Material provided:

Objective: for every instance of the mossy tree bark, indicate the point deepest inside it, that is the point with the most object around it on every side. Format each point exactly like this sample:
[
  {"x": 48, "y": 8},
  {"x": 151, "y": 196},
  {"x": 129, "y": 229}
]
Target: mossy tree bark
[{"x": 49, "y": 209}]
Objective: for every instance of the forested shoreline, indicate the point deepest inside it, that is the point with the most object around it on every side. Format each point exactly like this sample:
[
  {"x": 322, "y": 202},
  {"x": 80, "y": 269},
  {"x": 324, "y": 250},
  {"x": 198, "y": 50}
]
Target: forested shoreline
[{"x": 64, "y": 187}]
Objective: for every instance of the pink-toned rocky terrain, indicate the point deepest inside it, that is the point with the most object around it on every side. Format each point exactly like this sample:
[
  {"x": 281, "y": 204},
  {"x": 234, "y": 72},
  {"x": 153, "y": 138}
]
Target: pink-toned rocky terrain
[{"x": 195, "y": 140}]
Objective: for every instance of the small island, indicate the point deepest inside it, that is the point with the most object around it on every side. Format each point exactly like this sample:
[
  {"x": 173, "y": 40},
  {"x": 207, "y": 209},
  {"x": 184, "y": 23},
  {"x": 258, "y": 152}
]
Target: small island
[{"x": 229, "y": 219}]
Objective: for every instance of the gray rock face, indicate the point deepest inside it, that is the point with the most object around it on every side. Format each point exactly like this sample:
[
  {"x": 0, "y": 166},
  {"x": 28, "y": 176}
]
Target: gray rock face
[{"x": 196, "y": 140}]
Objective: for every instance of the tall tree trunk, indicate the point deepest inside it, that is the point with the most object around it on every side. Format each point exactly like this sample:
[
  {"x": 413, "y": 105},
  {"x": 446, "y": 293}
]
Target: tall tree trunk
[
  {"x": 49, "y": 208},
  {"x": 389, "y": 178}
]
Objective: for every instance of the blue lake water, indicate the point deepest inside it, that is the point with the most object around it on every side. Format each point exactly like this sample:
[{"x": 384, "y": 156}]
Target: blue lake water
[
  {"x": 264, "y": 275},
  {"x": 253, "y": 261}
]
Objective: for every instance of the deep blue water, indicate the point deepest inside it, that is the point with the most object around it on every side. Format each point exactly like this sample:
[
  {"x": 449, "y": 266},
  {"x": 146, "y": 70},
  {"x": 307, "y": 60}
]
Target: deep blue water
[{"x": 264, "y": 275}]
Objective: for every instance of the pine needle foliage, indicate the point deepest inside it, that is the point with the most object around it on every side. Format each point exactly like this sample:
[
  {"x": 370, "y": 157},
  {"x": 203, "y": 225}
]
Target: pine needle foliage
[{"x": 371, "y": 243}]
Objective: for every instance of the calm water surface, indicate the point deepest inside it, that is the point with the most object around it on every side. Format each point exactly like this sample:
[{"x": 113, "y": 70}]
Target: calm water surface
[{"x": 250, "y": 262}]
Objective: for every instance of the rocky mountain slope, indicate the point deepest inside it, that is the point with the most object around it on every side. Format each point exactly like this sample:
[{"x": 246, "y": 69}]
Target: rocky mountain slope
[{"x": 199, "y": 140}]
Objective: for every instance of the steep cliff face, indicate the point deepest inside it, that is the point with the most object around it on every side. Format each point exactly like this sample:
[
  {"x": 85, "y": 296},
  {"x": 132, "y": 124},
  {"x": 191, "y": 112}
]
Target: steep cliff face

Exercise requirements:
Show the lines from the data above that contain the string "steep".

Written solution:
Objective: for every instance of the steep cliff face, indicate the point deepest inside it, that is the point with the most object around it on every side. Format each point exactly like this sample:
Target: steep cliff face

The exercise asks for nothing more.